== INSTRUCTION ==
Write out, word for word, everything from the start of the data down to and including the line that contains "Each instance is".

***** DATA FOR THE TASK

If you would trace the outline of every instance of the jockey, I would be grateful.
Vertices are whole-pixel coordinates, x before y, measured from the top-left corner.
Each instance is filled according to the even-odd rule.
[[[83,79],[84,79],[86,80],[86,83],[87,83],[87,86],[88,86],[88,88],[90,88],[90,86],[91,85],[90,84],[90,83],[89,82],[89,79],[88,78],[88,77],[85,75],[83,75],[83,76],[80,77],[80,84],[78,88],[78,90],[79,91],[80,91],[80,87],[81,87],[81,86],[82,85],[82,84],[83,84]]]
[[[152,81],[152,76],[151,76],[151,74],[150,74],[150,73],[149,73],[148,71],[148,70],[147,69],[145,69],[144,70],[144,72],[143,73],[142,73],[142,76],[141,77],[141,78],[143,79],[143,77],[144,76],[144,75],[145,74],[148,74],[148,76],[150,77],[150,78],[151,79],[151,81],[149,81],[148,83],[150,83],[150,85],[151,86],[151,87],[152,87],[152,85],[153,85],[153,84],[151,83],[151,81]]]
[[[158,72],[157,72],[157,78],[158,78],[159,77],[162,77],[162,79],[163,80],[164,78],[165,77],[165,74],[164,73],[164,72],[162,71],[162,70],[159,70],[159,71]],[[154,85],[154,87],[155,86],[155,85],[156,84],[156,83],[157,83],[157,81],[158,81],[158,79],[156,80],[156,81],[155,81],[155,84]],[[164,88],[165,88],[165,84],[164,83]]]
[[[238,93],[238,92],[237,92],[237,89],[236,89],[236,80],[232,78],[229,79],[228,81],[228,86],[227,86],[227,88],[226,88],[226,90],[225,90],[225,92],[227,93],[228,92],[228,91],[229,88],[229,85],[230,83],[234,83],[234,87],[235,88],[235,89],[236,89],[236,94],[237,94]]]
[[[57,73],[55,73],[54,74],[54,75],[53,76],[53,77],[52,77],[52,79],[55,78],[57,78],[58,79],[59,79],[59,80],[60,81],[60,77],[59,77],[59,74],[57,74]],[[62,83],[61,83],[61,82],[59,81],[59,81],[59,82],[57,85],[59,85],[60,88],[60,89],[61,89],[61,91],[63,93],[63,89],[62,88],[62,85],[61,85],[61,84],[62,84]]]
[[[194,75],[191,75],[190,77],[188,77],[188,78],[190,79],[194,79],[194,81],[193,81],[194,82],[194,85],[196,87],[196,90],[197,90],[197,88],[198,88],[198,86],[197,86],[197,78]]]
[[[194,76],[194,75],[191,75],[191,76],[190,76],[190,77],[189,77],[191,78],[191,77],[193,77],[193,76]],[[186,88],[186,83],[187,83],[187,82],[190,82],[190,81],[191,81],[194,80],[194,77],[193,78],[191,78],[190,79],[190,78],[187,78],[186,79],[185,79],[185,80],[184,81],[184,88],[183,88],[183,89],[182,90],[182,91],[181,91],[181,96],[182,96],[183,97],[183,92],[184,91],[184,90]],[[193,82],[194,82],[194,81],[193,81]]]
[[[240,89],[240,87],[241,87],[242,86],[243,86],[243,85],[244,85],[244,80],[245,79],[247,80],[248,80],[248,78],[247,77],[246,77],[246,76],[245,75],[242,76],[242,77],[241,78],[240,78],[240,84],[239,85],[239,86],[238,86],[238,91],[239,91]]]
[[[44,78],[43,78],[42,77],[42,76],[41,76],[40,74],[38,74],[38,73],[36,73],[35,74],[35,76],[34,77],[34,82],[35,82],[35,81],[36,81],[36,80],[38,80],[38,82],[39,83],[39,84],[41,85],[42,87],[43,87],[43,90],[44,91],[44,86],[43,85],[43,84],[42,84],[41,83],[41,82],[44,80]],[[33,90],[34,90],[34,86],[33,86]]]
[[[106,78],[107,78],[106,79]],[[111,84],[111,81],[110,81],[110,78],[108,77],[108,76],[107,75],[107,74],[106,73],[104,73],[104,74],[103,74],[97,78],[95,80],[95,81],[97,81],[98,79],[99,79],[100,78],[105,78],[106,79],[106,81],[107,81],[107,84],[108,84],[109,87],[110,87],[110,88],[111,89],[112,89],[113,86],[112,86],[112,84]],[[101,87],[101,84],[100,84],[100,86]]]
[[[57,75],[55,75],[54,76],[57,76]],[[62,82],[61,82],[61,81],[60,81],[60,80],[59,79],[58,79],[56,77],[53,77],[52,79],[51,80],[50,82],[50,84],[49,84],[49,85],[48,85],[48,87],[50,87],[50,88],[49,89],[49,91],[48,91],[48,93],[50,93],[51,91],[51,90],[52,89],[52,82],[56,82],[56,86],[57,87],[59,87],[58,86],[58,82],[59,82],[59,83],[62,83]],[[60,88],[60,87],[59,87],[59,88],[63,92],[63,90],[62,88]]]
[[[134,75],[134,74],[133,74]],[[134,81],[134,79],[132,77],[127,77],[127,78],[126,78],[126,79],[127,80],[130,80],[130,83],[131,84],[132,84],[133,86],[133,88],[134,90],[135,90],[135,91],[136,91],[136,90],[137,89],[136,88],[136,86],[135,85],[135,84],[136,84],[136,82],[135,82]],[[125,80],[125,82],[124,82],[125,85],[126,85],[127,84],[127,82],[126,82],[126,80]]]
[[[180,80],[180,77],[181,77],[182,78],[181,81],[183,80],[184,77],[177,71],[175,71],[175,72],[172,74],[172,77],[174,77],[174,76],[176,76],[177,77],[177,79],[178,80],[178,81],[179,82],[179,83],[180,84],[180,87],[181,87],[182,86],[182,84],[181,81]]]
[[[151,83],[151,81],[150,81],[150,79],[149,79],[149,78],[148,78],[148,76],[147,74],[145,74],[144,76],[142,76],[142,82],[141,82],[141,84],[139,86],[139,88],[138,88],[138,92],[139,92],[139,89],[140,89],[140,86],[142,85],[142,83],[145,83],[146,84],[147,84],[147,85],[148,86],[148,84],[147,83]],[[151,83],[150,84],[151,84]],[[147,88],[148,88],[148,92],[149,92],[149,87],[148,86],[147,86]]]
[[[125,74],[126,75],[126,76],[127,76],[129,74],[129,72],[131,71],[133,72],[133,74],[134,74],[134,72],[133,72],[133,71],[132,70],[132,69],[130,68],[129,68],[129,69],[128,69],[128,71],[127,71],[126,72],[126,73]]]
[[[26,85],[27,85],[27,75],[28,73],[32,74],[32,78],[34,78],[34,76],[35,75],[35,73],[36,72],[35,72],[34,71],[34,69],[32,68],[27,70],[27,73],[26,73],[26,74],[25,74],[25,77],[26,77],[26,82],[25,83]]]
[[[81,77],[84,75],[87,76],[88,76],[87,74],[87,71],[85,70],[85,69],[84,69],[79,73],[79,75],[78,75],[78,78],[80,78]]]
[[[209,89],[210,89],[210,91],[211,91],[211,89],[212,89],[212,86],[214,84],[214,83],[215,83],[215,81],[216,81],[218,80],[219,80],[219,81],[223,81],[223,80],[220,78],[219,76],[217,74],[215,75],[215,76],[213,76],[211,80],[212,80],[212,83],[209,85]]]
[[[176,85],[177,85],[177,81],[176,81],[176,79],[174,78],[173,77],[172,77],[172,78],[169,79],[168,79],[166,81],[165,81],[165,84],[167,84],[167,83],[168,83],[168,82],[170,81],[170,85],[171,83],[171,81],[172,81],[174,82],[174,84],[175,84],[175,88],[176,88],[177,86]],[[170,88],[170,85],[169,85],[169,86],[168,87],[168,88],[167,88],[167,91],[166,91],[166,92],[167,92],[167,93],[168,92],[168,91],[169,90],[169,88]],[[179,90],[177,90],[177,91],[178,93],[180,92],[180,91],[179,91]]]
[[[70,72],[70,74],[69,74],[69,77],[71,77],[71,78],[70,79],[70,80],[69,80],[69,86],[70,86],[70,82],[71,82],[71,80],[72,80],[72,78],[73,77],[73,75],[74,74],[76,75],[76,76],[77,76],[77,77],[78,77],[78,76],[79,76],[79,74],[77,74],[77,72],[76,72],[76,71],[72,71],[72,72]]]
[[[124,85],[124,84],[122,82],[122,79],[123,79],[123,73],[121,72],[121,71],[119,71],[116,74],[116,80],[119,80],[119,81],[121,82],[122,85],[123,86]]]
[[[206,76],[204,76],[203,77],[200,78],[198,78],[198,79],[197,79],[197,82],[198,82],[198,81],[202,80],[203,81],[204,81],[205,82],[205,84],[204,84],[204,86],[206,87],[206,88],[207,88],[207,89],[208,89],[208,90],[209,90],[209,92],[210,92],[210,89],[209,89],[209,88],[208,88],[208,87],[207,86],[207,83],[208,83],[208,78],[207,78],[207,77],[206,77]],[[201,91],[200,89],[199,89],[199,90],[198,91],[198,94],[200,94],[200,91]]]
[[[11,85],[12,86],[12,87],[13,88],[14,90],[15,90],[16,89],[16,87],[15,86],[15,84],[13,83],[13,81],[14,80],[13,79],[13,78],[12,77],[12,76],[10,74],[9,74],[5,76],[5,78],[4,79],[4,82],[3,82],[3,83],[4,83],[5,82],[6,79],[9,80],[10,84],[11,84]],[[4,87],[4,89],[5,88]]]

**********

== OUTPUT FOR THIS TASK ==
If you would trace the outline of every instance of the jockey, I would be grateful.
Vertices are whole-pixel coordinates, x before y, measured from the top-left corner.
Each instance is filled according to the even-odd rule.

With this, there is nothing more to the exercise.